Required actions -
A) Pull the passage from the report on the "What the BLEEP Do We Know?" screening that opens with the words containing "A clue! This" and closes with "men wear scarves.", copying it word for word.
B) Continue the report on the Bagdad screening of "What the BLEEP Do We Know?" from the point where it stops.

Excerpt to read -
** start **
A "Scene & Herd" report for The Oregonian's A&E on April 2, 2004. Please note my far more skeptical review of a re-edit of this film in Feb. 2006.
It's Saturday night at the Bagdad, and there's a line around the block for a movie about.... What the hell is this movie about again?
"My teacher said it was homework," says one young woman in line. For which class? "Yoga."
A clue! This prompts a survey of the line, which snakes around the corner for "What the BLEEP Do We Know?" -- which is, it turns out, a slick semi-documentary about the spiritual implications of quantum physics. Suddenly one notices that this is a real wellness-oriented crowd, no matter the many pitchers of beer they consume over the next two hours. Half the folks in line look like they study some sort of body-work, radiating that special brand of holistic self-satisfaction; the crowd skews young and cable-sweatered. The women wear baby tees sporting complicated Hindu-lite emblems that look like they fell off Sobé bottles. The men wear scarves.
** end **
Given records -
** start **
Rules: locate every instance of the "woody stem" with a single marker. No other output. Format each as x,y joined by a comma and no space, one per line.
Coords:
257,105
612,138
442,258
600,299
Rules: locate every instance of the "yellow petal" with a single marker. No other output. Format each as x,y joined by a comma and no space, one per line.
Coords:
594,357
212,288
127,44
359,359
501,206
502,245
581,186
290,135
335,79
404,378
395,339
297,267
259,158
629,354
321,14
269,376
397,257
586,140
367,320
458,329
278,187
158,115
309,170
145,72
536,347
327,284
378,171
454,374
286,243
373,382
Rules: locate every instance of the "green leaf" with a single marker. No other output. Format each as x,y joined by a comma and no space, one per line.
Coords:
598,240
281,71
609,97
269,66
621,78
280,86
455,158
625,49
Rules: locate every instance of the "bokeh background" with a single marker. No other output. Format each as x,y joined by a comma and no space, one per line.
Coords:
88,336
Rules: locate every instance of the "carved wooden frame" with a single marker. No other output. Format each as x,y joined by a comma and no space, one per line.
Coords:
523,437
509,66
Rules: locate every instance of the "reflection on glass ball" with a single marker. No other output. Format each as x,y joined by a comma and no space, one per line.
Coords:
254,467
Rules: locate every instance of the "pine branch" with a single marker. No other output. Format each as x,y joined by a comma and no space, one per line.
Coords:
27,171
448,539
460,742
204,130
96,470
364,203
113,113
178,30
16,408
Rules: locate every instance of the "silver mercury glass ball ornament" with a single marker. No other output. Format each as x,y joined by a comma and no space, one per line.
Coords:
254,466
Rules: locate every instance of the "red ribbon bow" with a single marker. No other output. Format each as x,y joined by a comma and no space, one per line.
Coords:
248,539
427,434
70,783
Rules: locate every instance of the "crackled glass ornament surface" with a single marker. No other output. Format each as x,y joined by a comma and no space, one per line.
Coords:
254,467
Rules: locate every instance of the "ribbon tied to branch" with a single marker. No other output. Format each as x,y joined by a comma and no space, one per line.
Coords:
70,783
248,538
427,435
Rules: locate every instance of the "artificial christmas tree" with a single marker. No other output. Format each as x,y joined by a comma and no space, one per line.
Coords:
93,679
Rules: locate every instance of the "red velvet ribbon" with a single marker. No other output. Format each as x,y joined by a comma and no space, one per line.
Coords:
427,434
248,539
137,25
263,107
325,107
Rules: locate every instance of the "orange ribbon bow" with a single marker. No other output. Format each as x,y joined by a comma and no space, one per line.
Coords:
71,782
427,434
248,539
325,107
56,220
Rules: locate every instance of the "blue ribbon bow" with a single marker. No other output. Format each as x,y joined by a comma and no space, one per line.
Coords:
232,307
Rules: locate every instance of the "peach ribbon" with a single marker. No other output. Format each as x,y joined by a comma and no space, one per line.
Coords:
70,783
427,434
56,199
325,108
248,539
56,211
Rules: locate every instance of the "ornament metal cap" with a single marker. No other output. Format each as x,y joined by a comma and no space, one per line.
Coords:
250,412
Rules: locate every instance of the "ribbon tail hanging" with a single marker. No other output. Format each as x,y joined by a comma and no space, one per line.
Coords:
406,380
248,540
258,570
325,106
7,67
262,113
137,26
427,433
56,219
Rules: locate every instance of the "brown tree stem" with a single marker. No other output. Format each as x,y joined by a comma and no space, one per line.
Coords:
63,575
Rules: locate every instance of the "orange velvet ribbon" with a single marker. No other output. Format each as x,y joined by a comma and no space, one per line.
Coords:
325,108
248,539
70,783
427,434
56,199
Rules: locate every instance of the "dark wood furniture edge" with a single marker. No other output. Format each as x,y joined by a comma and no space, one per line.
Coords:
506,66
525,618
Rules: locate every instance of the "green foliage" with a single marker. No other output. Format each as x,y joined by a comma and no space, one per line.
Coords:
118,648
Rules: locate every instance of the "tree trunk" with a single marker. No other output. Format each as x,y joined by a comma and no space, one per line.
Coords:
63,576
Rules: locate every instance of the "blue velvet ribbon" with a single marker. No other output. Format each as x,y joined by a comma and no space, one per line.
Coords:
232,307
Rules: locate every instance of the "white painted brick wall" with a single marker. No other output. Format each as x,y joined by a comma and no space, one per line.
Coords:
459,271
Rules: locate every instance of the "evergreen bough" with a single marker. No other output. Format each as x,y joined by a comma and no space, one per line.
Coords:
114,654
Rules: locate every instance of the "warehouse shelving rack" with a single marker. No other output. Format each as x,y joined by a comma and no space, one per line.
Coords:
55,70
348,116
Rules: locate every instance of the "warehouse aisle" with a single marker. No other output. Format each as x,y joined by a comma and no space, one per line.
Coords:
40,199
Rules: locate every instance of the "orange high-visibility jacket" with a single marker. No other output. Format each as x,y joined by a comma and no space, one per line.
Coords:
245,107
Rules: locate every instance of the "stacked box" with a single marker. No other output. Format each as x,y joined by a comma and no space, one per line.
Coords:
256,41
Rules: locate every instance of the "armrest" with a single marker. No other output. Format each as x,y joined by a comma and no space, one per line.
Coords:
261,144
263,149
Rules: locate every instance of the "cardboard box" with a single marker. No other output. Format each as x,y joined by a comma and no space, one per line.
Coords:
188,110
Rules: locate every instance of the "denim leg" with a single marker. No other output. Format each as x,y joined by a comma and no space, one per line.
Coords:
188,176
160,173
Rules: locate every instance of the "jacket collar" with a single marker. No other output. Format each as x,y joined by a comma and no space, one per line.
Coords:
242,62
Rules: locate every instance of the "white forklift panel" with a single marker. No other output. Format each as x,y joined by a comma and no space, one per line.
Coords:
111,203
** end **
Outputs -
A)
A clue! This prompts a survey of the line, which snakes around the corner for "What the BLEEP Do We Know?" -- which is, it turns out, a slick semi-documentary about the spiritual implications of quantum physics. Suddenly one notices that this is a real wellness-oriented crowd, no matter the many pitchers of beer they consume over the next two hours. Half the folks in line look like they study some sort of body-work, radiating that special brand of holistic self-satisfaction; the crowd skews young and cable-sweatered. The women wear baby tees sporting complicated Hindu-lite emblems that look like they fell off Sobé bottles. The men wear scarves.

B)
Shot in Portland, "What the BLEEP" -- directed by Mark Vicente, Betsy Chasse and William Arntz and starring Marlee Matlin -- debuted at the Bagdad a few weeks ago. Other than a few newspaper ads and fleeting press, it seems to be building its audience on word of mouth. Screenings have been added at the Mission and the McMinnville Moonlight Theater -- and, if the packed house at the Bagdad is any indication, we may have a sensation on our hands.
"I hear people are lining up to see this on weeknights," adds the yoga student.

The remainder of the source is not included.